• [THE INPUT]
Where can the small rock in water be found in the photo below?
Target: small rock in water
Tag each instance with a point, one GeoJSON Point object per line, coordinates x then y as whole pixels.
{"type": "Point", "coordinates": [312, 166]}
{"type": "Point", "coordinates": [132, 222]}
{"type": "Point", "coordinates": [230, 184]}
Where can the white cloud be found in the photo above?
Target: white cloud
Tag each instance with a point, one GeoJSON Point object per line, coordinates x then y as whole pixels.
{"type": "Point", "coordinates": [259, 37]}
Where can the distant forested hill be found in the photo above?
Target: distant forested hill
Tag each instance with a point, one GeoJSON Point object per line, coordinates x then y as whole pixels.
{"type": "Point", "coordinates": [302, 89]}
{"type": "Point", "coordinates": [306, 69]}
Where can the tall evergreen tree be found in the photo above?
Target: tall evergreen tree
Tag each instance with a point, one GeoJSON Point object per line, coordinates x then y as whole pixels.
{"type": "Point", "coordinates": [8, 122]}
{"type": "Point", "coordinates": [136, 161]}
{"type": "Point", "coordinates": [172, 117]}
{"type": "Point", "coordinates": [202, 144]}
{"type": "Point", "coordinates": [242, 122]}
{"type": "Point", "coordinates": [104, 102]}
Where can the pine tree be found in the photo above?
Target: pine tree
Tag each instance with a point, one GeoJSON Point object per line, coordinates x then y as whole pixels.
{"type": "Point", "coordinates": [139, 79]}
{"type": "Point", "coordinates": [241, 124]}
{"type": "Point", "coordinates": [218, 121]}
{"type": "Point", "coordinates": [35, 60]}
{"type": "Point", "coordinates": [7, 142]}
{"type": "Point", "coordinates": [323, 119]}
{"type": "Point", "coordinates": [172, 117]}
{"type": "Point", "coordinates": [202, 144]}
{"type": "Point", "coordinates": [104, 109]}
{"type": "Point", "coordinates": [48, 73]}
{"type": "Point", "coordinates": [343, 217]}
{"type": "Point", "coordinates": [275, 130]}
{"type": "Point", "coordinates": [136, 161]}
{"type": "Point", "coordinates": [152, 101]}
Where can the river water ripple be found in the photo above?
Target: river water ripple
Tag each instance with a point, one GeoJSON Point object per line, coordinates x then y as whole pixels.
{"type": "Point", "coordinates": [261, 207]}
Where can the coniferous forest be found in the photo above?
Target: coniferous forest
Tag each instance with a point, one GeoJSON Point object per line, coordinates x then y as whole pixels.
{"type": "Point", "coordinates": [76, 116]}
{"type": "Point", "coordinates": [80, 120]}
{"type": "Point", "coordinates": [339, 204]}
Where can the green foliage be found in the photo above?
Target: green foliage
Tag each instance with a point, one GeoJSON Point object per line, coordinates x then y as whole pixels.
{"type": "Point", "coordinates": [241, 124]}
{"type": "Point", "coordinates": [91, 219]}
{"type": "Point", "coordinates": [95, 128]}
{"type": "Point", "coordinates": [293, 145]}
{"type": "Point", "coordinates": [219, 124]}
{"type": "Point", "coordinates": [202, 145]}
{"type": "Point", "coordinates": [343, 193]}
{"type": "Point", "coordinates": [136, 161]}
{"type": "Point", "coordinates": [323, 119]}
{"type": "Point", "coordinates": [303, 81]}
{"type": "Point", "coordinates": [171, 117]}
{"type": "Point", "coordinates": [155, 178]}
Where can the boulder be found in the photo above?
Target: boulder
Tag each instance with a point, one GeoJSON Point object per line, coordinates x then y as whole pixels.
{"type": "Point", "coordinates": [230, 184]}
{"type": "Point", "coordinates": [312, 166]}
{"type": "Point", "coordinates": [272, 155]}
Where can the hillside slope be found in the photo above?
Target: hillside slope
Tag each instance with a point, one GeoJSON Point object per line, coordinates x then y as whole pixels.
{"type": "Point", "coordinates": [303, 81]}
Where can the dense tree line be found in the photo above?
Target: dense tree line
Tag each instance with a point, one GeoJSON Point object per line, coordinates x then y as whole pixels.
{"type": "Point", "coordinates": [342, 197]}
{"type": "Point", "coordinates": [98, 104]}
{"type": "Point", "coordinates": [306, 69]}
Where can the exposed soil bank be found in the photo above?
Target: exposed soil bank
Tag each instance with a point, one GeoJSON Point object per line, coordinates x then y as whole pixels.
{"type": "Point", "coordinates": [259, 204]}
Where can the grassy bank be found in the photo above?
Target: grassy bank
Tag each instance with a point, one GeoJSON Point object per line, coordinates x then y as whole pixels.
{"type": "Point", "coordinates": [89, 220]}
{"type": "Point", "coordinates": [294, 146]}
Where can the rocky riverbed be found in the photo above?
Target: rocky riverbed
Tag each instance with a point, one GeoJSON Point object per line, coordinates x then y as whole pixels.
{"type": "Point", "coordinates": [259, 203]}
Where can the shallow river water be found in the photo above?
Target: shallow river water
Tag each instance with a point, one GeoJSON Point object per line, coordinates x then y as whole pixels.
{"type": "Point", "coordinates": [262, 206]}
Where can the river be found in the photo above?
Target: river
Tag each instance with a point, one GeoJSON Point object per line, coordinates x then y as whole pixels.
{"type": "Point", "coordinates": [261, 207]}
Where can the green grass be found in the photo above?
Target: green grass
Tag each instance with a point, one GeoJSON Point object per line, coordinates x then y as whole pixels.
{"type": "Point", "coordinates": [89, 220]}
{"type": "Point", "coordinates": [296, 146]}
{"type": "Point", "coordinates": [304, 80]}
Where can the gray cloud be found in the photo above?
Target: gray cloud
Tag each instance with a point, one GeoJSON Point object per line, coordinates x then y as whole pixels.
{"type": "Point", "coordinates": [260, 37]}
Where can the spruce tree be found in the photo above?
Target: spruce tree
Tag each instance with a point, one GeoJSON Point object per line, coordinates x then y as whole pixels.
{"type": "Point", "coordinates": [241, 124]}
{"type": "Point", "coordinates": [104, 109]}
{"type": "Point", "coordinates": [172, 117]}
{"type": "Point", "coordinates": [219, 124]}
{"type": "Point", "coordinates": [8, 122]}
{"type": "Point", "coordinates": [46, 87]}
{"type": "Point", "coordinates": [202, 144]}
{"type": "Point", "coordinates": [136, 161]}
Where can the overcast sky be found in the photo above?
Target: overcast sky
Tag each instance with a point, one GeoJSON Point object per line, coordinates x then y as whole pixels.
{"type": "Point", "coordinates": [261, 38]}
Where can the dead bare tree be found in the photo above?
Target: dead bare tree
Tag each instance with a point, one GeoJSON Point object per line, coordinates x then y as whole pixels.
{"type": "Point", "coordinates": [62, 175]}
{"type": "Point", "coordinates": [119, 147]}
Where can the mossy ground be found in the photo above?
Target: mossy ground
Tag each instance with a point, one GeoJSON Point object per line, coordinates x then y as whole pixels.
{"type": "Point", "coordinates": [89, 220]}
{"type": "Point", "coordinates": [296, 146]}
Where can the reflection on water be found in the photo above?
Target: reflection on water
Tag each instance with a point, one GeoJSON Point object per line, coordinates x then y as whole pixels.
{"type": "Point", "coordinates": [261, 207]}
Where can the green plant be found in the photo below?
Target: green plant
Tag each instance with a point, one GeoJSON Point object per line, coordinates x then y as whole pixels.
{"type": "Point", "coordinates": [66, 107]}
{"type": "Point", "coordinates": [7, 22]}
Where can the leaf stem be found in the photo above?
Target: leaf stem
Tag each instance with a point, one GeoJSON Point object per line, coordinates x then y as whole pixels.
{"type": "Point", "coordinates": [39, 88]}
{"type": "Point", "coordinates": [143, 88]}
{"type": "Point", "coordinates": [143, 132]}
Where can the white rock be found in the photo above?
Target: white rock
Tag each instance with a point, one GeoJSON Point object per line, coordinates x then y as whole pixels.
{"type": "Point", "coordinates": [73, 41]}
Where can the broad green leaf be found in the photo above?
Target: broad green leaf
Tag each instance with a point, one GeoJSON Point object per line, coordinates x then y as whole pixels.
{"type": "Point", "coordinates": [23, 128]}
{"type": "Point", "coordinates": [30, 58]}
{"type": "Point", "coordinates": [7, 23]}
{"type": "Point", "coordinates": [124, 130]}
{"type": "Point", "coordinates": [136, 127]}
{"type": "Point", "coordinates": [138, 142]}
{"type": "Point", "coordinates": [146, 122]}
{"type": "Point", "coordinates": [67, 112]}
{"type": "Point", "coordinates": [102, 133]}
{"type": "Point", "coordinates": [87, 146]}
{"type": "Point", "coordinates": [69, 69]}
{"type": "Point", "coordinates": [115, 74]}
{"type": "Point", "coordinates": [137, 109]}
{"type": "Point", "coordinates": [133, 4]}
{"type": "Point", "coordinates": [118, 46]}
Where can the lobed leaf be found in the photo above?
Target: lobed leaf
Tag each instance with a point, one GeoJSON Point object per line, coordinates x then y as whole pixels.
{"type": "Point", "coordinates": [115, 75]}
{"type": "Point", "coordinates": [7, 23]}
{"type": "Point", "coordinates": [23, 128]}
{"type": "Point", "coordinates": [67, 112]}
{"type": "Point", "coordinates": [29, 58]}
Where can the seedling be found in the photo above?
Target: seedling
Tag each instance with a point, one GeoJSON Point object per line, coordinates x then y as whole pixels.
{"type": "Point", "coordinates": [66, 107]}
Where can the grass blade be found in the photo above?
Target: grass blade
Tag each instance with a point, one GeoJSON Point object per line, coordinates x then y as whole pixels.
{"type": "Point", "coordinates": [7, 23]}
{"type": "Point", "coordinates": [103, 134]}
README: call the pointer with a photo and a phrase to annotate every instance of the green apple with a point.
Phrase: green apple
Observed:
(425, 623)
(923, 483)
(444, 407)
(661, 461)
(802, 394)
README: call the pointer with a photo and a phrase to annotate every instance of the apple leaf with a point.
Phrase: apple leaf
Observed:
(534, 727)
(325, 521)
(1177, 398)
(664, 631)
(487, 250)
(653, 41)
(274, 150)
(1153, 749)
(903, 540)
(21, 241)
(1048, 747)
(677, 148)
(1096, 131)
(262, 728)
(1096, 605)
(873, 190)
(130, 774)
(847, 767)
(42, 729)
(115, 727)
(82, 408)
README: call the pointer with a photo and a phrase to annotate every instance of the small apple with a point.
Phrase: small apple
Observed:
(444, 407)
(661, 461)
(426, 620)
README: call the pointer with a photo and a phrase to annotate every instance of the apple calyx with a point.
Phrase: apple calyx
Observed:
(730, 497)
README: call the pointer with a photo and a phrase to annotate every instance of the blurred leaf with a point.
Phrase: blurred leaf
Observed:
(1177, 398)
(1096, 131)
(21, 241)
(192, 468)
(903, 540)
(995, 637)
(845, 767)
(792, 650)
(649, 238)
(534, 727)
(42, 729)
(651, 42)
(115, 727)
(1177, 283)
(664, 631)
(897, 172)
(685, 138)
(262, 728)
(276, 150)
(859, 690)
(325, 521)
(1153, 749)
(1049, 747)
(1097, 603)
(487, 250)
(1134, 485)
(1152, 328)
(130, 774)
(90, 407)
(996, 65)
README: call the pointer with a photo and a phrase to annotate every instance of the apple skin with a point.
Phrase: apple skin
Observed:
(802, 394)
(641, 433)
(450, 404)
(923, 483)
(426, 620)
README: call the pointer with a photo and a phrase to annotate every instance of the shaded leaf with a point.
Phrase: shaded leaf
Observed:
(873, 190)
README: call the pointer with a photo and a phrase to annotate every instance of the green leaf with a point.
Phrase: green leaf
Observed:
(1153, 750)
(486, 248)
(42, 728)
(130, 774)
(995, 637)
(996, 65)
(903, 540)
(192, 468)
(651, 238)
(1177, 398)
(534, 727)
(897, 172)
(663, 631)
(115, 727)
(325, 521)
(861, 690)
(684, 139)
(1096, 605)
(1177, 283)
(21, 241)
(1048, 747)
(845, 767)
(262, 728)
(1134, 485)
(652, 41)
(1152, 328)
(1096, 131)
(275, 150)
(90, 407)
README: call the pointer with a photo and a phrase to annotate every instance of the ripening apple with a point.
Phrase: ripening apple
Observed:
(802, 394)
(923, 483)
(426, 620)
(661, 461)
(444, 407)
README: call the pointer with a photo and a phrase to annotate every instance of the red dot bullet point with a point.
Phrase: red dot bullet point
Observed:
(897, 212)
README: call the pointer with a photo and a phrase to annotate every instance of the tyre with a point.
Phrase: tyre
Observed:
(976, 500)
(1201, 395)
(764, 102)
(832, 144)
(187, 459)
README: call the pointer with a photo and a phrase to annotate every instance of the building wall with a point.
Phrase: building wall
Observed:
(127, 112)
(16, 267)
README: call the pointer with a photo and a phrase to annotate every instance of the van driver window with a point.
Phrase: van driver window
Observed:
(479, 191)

• [GOAL] Repeat word for word every line from the one that holds "ripening apple with a point." to the end. Both ends count.

• [THE ANSWER]
README: call the pointer with a photo and a phrase to annotate every instance of the ripening apple with a point.
Phrase: ripening apple
Observed:
(802, 394)
(923, 483)
(426, 620)
(661, 461)
(444, 407)
README: call the pointer with a photo and a phrase to annotate every instance of the red dot bullet point with a point.
Phrase: red dot bullet point
Observed:
(897, 212)
README: call the pointer with a photo and a phrase to annotate every instance of the tyre with a point.
Phrase: tyre
Observed:
(976, 500)
(1201, 395)
(764, 102)
(832, 144)
(187, 459)
README: call the pointer with a photo and a phrase to annotate every instance of the building wall with a point.
Phrase: building wall
Observed:
(127, 112)
(16, 267)
README: call the pointer with a photo and a phrase to annotate every instance of the van driver window with a point.
Phrase: van driver window
Observed:
(479, 191)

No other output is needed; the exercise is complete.